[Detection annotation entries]
.....

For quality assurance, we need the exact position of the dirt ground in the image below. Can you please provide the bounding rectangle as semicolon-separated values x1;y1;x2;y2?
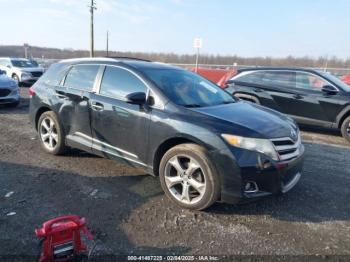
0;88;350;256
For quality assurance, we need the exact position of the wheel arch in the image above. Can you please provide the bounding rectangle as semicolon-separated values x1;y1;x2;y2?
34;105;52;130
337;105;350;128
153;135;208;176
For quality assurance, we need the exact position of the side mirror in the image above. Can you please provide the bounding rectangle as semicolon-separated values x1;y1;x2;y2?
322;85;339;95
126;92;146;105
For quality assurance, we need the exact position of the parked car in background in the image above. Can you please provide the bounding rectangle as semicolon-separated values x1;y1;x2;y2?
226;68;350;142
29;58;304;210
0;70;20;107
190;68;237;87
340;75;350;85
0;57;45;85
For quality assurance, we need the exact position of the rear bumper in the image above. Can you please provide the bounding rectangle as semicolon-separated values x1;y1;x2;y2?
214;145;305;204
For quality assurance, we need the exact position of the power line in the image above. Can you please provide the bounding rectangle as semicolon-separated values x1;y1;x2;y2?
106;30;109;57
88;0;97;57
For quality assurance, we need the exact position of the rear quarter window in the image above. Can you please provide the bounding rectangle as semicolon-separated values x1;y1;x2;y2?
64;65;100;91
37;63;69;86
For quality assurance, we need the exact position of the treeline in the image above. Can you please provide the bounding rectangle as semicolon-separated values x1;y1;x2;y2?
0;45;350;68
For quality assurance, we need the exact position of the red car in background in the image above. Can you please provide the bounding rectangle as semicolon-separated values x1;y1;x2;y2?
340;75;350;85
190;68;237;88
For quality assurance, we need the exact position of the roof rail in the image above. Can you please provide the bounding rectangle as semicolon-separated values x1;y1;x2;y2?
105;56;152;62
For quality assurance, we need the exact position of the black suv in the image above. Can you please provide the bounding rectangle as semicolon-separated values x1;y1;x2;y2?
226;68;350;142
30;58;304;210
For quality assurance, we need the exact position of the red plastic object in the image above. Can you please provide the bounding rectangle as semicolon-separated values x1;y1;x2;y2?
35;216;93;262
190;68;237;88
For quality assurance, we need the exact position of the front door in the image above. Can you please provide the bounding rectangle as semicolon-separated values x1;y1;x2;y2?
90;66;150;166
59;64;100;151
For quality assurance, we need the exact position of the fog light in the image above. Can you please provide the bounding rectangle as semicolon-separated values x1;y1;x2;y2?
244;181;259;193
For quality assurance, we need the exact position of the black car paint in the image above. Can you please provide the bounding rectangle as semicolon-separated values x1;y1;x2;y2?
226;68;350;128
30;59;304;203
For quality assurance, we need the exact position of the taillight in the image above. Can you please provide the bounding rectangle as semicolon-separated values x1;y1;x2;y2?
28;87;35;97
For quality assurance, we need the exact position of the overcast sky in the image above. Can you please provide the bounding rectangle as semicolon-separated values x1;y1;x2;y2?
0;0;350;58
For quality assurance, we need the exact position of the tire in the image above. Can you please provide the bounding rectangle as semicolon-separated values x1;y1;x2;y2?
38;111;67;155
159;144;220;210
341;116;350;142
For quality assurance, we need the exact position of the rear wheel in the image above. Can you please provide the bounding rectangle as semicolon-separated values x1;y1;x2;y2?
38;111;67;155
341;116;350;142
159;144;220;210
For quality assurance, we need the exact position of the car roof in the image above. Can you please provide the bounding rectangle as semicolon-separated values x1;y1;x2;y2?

.....

▸ TASK STATEMENT:
Can you transcribe all of the entries above word for word, leaving the pictures out?

▸ EXERCISE SOLUTION:
For quality assurance, we need the exact position of the dirt ground in the image below. Can you please provide the bounding rectangle as semicolon-separated values x1;y1;x2;y2?
0;88;350;256
For quality assurance, we need the exact position of the wheel arch in the image above. Can you please provide the bounding rectangle as semicolon-separated values x1;y1;x2;y2?
34;105;52;130
337;105;350;128
153;135;208;176
For quality assurance, we need the exact position of the side mirror in the image above. Can you please provide the bounding rectangle as semicolon-separated values x1;y1;x2;y2?
322;85;339;95
126;92;146;105
For quality assurance, we need the exact position of the parked car in background in the image above. Can you please provide the bounding rectangle as semicolon-separated values x1;y1;x2;y2?
226;68;350;142
29;58;304;210
0;70;20;107
190;68;237;87
340;75;350;85
0;57;45;85
For quality assurance, we need the exact position of the rear bumper in the image above. Can you please provide the bounding rectangle as semicolon-separated values x1;y1;x2;y2?
214;145;305;204
For quality assurance, we need the exact position of the power line in the image above. Can you please provide the bounding rectangle as semicolon-separated values x1;y1;x2;y2?
106;30;109;57
88;0;97;57
For quality assurance, we need the exact position of the rear quarter window in the image above. Can you please provide the bounding rectangle as semicolon-separated values x1;y1;x2;y2?
64;65;100;91
37;63;69;86
For quality assurance, we need the exact position of the treeline in the image above. Can you please provide the bounding rectangle as semicolon-separated values x1;y1;x2;y2?
0;45;350;68
For quality assurance, we need the exact position of the red car in background in the image above. Can you please provide the bounding rectangle as semicolon-separated values x1;y1;x2;y2?
340;75;350;85
190;68;237;88
For quality assurance, we need the exact position of the roof rail in the image above. Can you please provide the bounding rectangle as semicolon-separated values x1;y1;x2;y2?
105;56;152;62
For quality assurance, we need the exact position of the black suv in the image above. Can you please provide the bounding rectangle as semicolon-separated values x1;y1;x2;y2?
226;68;350;142
30;58;304;210
For quality assurance, we need the exact position of the red plastic object in the image above. Can you please provide the bounding rectangle as semicolon-separated values x1;y1;x2;y2?
35;216;93;262
190;68;237;88
For quality assurance, we need the exact position of the front door in the image above. Can you please provide the bounding rectangle as semicolon-separated values x1;y1;x2;y2?
90;66;150;166
59;64;100;151
For quality assurance, we need the exact position of the fog light in the image above. Can you please provide the bounding rectangle as semicolon-separated values x1;y1;x2;y2?
244;181;259;193
For quality assurance, we need the exact position of the black car paint in the image above. Can you please provide the bounding rectangle as semicolon-separated values x1;y1;x2;y2?
226;68;350;128
30;59;304;203
For quality assurance, we need the exact position of the taillight in the image above. Can you please provide the bounding rectangle as semicolon-separated values x1;y1;x2;y2?
28;87;35;97
For quality assurance, we need the exact position of the overcast sky in the image above. Can you please provide the bounding rectangle as semicolon-separated values x1;y1;x2;y2?
0;0;350;58
For quality assurance, we need the exact position of the tire in the image above. Can you please provide the bounding rectangle as semicolon-separated values x1;y1;x2;y2?
38;111;67;155
159;144;220;210
341;116;350;142
For quality assurance, we need the exact position of the rear wheel in the image above. Can you please provide the bounding rectangle as semicolon-separated values x1;y1;x2;y2?
38;111;67;155
341;116;350;142
159;144;220;210
For quality assurance, we need the exact position of the car roof in the image above. Can you please provide the bounding rectangle as semicolon-separated values x1;y1;x2;y2?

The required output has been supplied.